▶ [EXERCISE REQUIREMENTS] Switch "marker" to "pin" throughout the entries, starting with the line that contains "For the stock-layout planner, indicate every instance of the cap" and continuing through the line that contains "x=365, y=304". Write out those lines again with nothing else altered.

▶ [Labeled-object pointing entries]

[Begin]

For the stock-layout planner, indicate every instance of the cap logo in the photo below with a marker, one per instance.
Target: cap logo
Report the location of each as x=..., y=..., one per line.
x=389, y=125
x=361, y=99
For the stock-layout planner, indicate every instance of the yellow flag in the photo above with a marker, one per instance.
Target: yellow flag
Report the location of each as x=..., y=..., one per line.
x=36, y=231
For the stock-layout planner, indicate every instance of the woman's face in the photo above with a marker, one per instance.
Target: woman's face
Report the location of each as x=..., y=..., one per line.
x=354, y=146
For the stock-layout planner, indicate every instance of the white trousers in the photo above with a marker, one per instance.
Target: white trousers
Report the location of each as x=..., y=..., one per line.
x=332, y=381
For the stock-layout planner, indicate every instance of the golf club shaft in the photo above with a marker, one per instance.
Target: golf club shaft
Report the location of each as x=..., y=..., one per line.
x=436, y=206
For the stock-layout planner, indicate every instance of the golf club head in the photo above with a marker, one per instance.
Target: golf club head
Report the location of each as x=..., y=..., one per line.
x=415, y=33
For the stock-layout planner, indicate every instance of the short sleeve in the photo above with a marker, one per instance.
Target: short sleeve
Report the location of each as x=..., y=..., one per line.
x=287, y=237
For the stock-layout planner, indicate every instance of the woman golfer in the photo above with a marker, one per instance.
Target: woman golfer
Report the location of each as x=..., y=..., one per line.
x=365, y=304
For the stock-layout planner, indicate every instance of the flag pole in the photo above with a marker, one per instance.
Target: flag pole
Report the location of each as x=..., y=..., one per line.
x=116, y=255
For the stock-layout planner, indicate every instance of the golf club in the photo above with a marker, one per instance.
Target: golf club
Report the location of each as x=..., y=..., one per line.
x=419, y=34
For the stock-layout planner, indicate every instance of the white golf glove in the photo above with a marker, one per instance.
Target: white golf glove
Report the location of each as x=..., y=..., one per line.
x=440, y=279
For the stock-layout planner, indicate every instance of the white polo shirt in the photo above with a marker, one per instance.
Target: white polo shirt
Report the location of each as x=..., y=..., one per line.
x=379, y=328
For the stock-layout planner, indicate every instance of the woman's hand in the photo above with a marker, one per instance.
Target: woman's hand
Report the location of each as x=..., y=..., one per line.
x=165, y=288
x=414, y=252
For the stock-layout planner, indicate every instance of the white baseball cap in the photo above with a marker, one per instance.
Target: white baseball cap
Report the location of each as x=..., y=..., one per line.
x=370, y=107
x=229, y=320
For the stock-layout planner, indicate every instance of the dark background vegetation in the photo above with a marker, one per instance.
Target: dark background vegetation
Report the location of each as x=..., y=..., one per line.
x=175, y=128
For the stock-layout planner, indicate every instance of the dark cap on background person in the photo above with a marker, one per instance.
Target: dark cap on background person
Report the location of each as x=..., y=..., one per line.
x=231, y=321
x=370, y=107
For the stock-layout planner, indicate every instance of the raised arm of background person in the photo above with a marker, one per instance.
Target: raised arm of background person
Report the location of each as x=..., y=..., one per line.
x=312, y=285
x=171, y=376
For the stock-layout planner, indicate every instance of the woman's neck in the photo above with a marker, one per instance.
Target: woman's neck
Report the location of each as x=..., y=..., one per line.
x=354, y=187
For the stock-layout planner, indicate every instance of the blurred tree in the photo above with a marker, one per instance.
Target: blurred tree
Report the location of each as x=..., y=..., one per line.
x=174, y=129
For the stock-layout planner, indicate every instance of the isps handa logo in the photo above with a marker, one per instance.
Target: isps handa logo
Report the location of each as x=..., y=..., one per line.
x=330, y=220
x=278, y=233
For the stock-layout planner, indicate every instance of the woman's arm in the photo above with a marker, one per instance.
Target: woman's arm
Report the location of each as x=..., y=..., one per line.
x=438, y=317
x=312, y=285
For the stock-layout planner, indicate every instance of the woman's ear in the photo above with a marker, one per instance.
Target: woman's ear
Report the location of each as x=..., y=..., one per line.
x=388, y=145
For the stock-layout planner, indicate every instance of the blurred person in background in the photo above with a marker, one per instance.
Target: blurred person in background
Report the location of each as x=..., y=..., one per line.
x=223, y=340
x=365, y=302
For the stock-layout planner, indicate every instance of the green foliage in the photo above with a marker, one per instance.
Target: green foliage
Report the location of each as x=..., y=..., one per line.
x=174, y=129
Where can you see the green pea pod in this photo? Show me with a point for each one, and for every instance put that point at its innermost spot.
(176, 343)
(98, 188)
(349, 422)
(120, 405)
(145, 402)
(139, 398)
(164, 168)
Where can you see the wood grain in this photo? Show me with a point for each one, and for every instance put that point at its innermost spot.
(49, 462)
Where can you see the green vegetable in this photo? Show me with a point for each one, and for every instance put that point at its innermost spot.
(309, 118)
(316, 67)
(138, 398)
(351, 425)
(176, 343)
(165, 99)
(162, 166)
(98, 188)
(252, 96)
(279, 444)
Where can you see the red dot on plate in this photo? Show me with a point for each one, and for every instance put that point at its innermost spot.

[End]
[Begin]

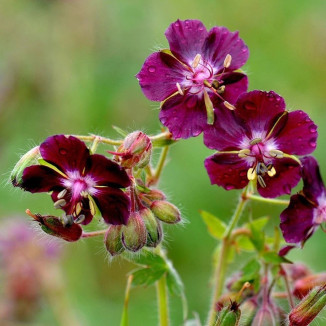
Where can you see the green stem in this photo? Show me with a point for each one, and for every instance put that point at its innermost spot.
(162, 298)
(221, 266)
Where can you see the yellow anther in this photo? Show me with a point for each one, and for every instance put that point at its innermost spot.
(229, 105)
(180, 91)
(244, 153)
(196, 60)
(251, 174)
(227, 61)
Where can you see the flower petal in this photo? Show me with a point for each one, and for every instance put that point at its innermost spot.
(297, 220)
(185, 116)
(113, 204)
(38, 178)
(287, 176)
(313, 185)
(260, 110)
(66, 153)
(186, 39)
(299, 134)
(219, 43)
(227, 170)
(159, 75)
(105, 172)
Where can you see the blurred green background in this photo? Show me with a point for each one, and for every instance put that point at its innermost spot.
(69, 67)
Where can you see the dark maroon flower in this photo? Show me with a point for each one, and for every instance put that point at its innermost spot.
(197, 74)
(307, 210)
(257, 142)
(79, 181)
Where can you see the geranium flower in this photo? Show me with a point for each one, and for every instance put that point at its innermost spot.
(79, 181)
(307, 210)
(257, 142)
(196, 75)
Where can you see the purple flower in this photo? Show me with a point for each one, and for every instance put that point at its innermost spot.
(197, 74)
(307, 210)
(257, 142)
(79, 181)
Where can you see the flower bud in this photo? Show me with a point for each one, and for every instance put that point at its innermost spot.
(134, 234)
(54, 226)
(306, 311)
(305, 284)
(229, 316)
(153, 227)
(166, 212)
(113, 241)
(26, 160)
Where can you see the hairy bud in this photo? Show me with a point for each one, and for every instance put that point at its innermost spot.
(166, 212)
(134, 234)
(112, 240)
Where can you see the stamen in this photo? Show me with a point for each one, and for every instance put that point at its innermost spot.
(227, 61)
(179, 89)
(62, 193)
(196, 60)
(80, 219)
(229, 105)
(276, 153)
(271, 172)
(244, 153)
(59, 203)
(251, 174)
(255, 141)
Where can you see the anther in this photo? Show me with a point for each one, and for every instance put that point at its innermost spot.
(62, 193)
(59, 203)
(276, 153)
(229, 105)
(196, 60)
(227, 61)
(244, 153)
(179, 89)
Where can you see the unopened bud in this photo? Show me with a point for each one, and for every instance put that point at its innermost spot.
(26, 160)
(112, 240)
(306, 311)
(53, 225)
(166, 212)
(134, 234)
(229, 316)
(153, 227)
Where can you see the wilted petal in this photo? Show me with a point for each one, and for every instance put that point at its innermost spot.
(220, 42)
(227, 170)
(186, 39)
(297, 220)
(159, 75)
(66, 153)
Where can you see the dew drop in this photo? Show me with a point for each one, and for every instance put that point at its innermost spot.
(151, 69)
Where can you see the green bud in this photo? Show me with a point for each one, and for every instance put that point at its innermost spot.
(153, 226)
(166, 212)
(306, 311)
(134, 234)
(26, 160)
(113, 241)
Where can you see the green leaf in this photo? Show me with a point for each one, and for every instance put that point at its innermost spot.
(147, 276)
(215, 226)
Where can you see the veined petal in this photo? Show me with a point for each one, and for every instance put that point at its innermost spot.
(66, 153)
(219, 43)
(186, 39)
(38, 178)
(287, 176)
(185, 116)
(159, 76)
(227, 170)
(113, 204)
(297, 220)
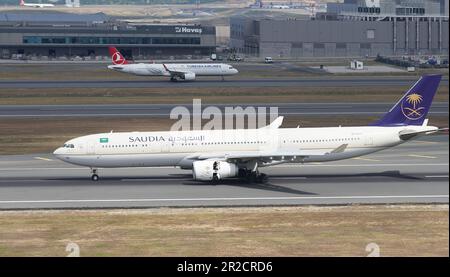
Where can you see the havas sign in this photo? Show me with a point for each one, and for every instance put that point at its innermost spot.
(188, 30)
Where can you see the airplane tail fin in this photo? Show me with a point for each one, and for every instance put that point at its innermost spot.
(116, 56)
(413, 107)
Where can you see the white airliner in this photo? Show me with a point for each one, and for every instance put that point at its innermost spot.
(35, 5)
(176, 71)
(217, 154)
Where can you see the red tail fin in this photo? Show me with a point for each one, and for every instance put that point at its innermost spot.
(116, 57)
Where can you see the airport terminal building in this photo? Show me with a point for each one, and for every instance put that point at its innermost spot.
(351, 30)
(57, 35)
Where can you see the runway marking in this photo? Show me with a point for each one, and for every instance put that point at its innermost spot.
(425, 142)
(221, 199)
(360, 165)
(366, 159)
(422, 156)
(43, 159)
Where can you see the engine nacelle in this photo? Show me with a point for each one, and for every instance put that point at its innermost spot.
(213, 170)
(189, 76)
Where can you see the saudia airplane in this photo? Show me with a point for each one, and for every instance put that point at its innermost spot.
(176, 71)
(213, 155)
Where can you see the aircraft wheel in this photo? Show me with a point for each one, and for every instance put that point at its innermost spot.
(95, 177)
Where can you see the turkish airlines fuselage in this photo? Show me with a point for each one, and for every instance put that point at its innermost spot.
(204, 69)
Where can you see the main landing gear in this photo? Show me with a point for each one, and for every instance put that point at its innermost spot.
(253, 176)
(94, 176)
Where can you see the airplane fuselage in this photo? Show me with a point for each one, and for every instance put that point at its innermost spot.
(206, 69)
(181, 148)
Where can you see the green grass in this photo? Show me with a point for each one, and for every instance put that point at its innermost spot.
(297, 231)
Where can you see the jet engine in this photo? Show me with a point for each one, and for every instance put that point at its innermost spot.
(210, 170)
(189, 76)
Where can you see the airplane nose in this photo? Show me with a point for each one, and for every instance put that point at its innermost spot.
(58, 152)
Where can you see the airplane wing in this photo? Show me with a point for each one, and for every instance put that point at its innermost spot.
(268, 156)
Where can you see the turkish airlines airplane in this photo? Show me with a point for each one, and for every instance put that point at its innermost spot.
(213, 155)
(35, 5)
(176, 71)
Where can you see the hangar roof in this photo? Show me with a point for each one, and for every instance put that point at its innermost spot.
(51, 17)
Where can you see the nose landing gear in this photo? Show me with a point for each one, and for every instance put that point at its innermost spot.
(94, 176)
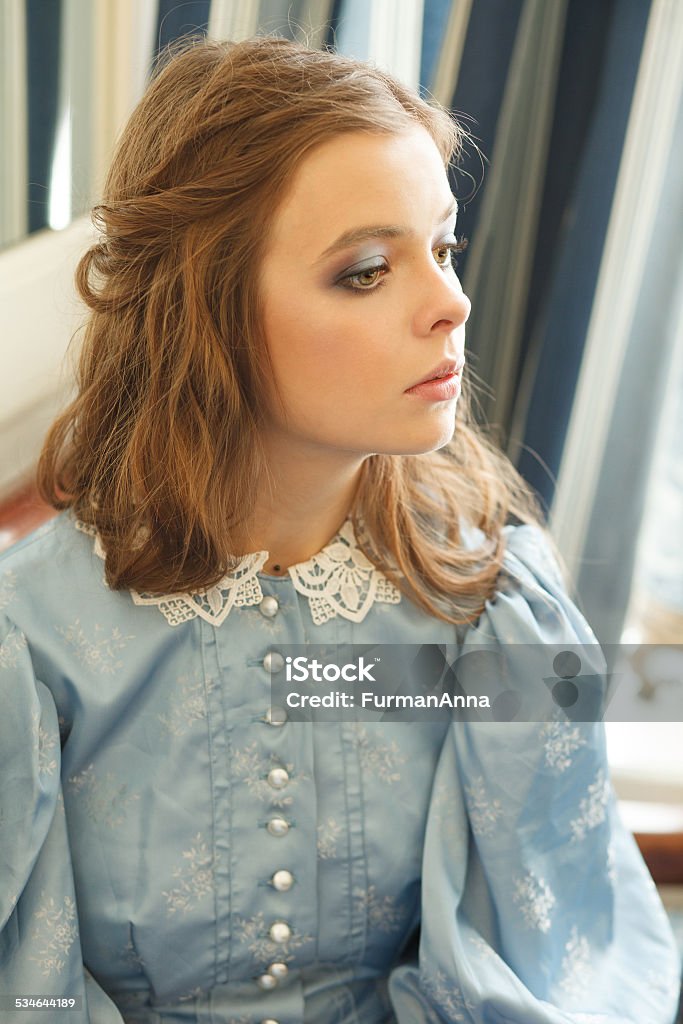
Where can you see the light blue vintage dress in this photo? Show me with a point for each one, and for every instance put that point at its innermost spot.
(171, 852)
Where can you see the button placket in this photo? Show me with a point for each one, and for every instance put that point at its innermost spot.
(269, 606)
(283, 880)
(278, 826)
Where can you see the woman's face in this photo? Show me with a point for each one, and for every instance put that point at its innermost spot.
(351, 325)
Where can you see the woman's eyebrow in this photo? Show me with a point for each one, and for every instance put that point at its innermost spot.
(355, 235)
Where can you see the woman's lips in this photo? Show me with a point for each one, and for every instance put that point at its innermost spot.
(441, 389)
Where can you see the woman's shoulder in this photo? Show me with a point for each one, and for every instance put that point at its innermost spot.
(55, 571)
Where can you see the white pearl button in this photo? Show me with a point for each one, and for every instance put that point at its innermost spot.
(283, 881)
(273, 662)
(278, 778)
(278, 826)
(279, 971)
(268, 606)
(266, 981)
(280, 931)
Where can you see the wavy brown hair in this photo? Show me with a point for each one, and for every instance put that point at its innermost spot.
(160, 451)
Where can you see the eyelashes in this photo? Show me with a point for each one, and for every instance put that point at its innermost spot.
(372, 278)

[End]

▶ [EXERCISE SOLUTION]
For the stock-layout planner, indicate every instance of the cap logo in the photo below with a pin, one per instance.
Target: cap logo
Report the location of each as x=..., y=..., one per line.
x=389, y=125
x=361, y=99
For the stock-layout planner, indicate every instance of the yellow flag in the photo above with a pin, one per instance.
Target: yellow flag
Report the location of each as x=..., y=..., one per line.
x=36, y=231
For the stock-layout planner, indicate every instance of the woman's face in the photo above with a pin, one per instance.
Target: woman's face
Report the location of each as x=..., y=..., one per line.
x=354, y=146
For the stock-layout planner, indicate every instance of the white trousers in the photo above with a pin, one per instance.
Target: white trousers
Report the location of each as x=..., y=..., one per line.
x=332, y=381
For the stock-layout planner, indicate every instance of the golf club shaft in the photo above with a pin, one per instance.
Target: golf club shaft
Report the location of each as x=..., y=..., one per line.
x=436, y=206
For the stock-layout planner, indicate every instance of the golf club head in the photo above with a pin, one per instance.
Target: golf club head
Report the location of each as x=..., y=..., one per line.
x=415, y=33
For the stock-layout planner, indicate every instance of the short sleeve in the photo above with a pin, one per instance.
Target: short sleeve
Report the location of each as x=..., y=..., one per line.
x=287, y=237
For the stock-layout planner, indicate every instance of the woman golfer in the photo above with a pin, one per instance.
Target: woman golfer
Report the location of each as x=..., y=..., one per line.
x=365, y=304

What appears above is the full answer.